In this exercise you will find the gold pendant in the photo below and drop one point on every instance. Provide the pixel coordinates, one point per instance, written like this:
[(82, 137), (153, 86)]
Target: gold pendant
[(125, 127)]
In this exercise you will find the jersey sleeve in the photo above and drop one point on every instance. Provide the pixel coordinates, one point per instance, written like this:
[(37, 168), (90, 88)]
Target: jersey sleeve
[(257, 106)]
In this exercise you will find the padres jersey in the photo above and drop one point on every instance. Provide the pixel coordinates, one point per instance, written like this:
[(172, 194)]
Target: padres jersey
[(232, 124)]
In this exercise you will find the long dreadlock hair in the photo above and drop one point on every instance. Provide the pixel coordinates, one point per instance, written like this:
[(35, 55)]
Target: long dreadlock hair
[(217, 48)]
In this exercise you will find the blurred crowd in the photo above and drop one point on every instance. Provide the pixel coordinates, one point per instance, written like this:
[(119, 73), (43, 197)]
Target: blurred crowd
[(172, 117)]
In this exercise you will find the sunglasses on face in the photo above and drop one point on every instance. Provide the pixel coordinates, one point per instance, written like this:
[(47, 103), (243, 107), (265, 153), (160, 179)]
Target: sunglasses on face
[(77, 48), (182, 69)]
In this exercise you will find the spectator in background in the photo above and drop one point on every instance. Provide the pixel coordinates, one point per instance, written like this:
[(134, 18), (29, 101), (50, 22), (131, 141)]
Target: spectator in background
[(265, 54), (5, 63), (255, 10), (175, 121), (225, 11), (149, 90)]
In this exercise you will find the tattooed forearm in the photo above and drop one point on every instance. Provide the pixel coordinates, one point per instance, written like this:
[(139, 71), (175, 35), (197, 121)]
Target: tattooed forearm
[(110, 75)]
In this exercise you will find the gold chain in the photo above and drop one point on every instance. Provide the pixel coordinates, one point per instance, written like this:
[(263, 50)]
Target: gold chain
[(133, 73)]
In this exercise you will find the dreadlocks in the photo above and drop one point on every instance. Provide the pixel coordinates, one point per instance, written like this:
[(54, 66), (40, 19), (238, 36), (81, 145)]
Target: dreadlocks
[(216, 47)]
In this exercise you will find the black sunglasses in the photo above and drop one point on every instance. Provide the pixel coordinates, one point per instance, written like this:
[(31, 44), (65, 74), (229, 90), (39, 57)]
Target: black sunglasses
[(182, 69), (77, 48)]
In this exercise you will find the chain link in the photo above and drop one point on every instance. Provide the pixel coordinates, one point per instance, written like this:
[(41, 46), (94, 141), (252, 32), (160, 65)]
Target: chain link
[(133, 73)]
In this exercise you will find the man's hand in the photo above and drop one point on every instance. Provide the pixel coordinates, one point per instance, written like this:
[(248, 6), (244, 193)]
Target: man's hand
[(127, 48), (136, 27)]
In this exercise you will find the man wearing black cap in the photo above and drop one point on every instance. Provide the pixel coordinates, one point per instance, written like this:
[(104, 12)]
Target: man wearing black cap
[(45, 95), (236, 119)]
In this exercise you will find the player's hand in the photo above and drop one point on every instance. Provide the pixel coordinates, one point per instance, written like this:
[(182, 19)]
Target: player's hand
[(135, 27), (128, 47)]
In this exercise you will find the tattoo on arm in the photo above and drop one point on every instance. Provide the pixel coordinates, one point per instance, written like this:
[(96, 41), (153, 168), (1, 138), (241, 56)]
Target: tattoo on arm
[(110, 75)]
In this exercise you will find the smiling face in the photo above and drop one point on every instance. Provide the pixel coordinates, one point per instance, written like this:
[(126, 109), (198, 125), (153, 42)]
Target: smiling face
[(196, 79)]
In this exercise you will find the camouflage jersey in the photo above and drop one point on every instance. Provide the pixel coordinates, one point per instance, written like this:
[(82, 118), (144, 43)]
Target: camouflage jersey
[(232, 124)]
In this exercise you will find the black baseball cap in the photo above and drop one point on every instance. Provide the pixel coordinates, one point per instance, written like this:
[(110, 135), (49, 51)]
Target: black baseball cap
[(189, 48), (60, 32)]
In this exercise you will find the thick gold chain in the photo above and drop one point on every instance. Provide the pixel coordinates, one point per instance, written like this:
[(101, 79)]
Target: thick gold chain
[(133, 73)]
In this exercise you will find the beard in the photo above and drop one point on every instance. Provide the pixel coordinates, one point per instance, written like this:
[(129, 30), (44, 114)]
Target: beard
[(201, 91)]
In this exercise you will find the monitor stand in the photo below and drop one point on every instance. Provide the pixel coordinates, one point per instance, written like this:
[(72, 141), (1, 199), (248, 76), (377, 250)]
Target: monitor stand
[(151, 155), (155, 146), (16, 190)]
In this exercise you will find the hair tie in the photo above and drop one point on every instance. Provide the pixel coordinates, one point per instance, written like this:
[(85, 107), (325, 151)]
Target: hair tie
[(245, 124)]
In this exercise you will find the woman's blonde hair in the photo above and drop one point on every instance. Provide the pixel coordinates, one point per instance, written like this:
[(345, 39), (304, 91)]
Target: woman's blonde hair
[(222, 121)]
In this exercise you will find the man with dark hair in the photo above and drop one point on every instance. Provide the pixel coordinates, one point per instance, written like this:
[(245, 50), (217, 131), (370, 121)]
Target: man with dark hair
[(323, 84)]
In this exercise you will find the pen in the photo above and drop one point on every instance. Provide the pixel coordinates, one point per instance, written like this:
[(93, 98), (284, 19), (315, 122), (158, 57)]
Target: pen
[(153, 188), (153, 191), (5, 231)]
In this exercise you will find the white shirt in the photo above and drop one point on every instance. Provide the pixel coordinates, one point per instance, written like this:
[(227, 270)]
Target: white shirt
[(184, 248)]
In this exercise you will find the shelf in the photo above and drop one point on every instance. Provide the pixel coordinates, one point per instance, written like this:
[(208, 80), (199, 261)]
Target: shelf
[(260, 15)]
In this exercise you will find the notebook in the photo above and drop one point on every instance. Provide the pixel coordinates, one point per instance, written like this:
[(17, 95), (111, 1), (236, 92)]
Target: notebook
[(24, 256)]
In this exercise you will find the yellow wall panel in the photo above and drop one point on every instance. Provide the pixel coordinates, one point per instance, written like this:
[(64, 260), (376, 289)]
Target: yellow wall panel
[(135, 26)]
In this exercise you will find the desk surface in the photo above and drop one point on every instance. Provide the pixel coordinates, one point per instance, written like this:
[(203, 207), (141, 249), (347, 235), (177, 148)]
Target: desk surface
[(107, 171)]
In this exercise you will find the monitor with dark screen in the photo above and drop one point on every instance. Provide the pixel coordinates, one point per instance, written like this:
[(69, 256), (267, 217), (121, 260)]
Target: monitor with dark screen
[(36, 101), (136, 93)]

Goal:
Render every line of the listing above as a JSON array of strings, one string per line, omitting any blank lines.

Result of the task:
[
  "In this exercise you will find the gold pendant in the photo below and drop one point on every instance. Provide the pixel coordinates, one point per instance, written like this:",
  "[(82, 137), (153, 86)]",
  "Target: gold pendant",
  "[(125, 127)]",
  "In this exercise you will find the jersey sleeve in the photo above and drop one point on every instance. Provide the pixel coordinates, one point per instance, written like this:",
  "[(37, 168), (90, 88)]",
  "Target: jersey sleeve",
  "[(257, 106)]",
  "In this exercise you will find the padres jersey in the photo above and drop one point on every instance. Provide the pixel coordinates, one point per instance, written like this:",
  "[(172, 194)]",
  "Target: padres jersey",
  "[(232, 124)]",
  "In this exercise you will find the long dreadlock hair in the photo above and drop one point on every instance. Provide the pixel coordinates, one point per instance, written like this:",
  "[(35, 55)]",
  "Target: long dreadlock hair",
  "[(217, 48)]",
  "In this exercise you will find the blurred crowd in the photo above and drop one point on every instance. Provide the pixel coordinates, one point per instance, written like this:",
  "[(119, 73), (43, 197)]",
  "Target: blurred crowd",
  "[(172, 117)]",
  "In this exercise you will find the sunglasses on face in the photo above and drop one point on every instance. Provide the pixel coordinates, one point per instance, written like this:",
  "[(47, 103), (243, 107), (265, 153), (160, 179)]",
  "Target: sunglasses on face",
  "[(77, 48), (182, 69)]",
  "In this exercise you will find the spectator in background in the photo above and drop one point on every instance. Provide the pixel coordinates, one point per instance, written like this:",
  "[(134, 18), (29, 101), (50, 22), (131, 141)]",
  "Target: spectator in background",
  "[(265, 54), (5, 63), (255, 10), (175, 121), (225, 11), (149, 90)]",
  "In this exercise you will find the tattooed forearm in the photo above and drop one point on every instance. Provide the pixel coordinates, one point per instance, written like this:",
  "[(139, 71), (175, 35), (197, 121)]",
  "Target: tattooed forearm",
  "[(110, 75)]",
  "In this exercise you will find the gold chain in the photo above and drop one point on every instance. Provide the pixel coordinates, one point per instance, written like this:",
  "[(263, 50)]",
  "Target: gold chain",
  "[(133, 73)]",
  "In this exercise you will find the dreadlocks in the photo above and drop one point on every instance. Provide the pixel coordinates, one point per instance, written like this:",
  "[(54, 66), (40, 19), (238, 36), (81, 145)]",
  "Target: dreadlocks",
  "[(216, 47)]",
  "In this exercise you will find the black sunglasses in the photo above and drop one point on every instance. Provide the pixel coordinates, one point per instance, written like this:",
  "[(31, 44), (65, 74), (229, 90), (39, 57)]",
  "Target: black sunglasses",
  "[(182, 69), (77, 48)]",
  "In this exercise you will find the chain link in the photo above and drop one point on every instance. Provide the pixel coordinates, one point per instance, written like this:",
  "[(41, 46), (94, 141), (252, 32), (160, 65)]",
  "Target: chain link",
  "[(133, 73)]",
  "In this exercise you will find the man's hand in the photo above and drop one point on every instance. Provide the pixel coordinates, one point per instance, written like this:",
  "[(248, 6), (244, 193)]",
  "Target: man's hand",
  "[(127, 48), (136, 27)]",
  "In this exercise you will find the man wearing black cap in the photo above and drop one point on every instance. Provide the pixel coordinates, one point per instance, written like this:",
  "[(104, 12)]",
  "Target: man wearing black cap",
  "[(45, 95), (236, 119)]",
  "In this exercise you will find the player's hand in the photo above and drop one point on every instance. Provide the pixel coordinates, one point per instance, written like this:",
  "[(182, 19)]",
  "Target: player's hand",
  "[(135, 27), (128, 47)]",
  "In this exercise you will find the tattoo on arm in the photo above and drop one point on every instance. Provide the pixel coordinates, one point per instance, written like this:",
  "[(96, 41), (153, 168), (1, 138), (241, 56)]",
  "Target: tattoo on arm",
  "[(110, 75)]",
  "In this exercise you will find the smiling face in the photo above and drop one point on every instance. Provide the pixel coordinates, one point per instance, written like this:",
  "[(126, 109), (198, 125), (153, 42)]",
  "Target: smiling face",
  "[(196, 79)]",
  "In this exercise you will find the camouflage jersey in the photo above and drop one point on every instance. Provide the pixel coordinates, one point per instance, written like this:",
  "[(82, 118), (144, 43)]",
  "Target: camouflage jersey",
  "[(232, 124)]",
  "In this exercise you will find the black baseball cap in the photo above and drop one point on every instance. Provide the pixel coordinates, one point per instance, written like this:",
  "[(110, 135), (49, 51)]",
  "Target: black baseball cap",
  "[(189, 48), (60, 32)]",
  "In this exercise you will find the thick gold chain in the photo above and drop one point on every instance. Provide the pixel coordinates, one point per instance, written like this:",
  "[(101, 79)]",
  "Target: thick gold chain",
  "[(133, 73)]",
  "In this exercise you will find the beard in the photo above and drop one point on every instance. Provide the pixel coordinates, one point per instance, written like this:",
  "[(129, 30), (44, 114)]",
  "Target: beard",
  "[(201, 91)]",
  "In this exercise you will find the monitor stand in the photo below and drop one point on every instance. Provide the pixel coordinates, one point per instance, written like this:",
  "[(72, 141), (1, 199), (248, 76), (377, 250)]",
  "Target: monitor stand",
  "[(151, 155), (155, 146), (16, 190)]",
  "In this exercise you will find the hair tie in the photo above and drop one point on every instance. Provide the pixel coordinates, one point per instance, written like this:",
  "[(85, 107), (325, 151)]",
  "Target: hair tie",
  "[(245, 124)]",
  "In this exercise you will find the woman's blonde hair in the photo above and drop one point on every instance. Provide the pixel coordinates, one point per instance, written like this:",
  "[(345, 39), (304, 91)]",
  "Target: woman's blonde hair",
  "[(222, 121)]",
  "In this exercise you will find the man with dark hair in the photo above and drop one point on every instance. Provide the pixel coordinates, one point per instance, written like this:",
  "[(245, 50), (217, 131), (370, 121)]",
  "Target: man with dark hair",
  "[(323, 84)]",
  "In this exercise you will find the pen in the photo above and drop one point on every instance. Provide the pixel coordinates, one point per instance, written like this:",
  "[(93, 98), (284, 19), (315, 122), (158, 57)]",
  "Target: pen",
  "[(153, 188), (153, 191), (5, 231)]",
  "In this exercise you will find the white shirt in the photo above and drop one point on every instance. Provide the pixel coordinates, one point per instance, written like this:",
  "[(227, 270)]",
  "Target: white shirt",
  "[(184, 248)]",
  "In this exercise you will find the shelf in the photo above and drop one point on every instance. Provide the pixel coordinates, one point per instance, written like this:",
  "[(208, 80), (199, 261)]",
  "Target: shelf",
  "[(260, 15)]",
  "In this exercise you will find the notebook in the photo above and drop one point on every instance. Provide the pixel coordinates, one point per instance, written like this:",
  "[(17, 95), (111, 1), (236, 92)]",
  "Target: notebook",
  "[(24, 256)]",
  "In this exercise you will find the yellow wall panel in the photo above and drop one point on every instance. Provide the pixel coordinates, one point per instance, written like this:",
  "[(64, 260), (376, 289)]",
  "Target: yellow wall panel",
  "[(135, 26)]",
  "In this exercise you will find the desk surface in the photo above and drop one point on every instance. Provide the pixel coordinates, one point per instance, written like this:",
  "[(203, 207), (141, 249), (347, 235), (177, 148)]",
  "Target: desk surface",
  "[(107, 171)]",
  "In this exercise you will find the monitor with dark screen in the photo above and drop one point on every instance. Provide the pixel coordinates, one point per instance, written like this:",
  "[(69, 256), (267, 217), (121, 260)]",
  "Target: monitor with dark screen",
  "[(36, 101), (136, 93)]"
]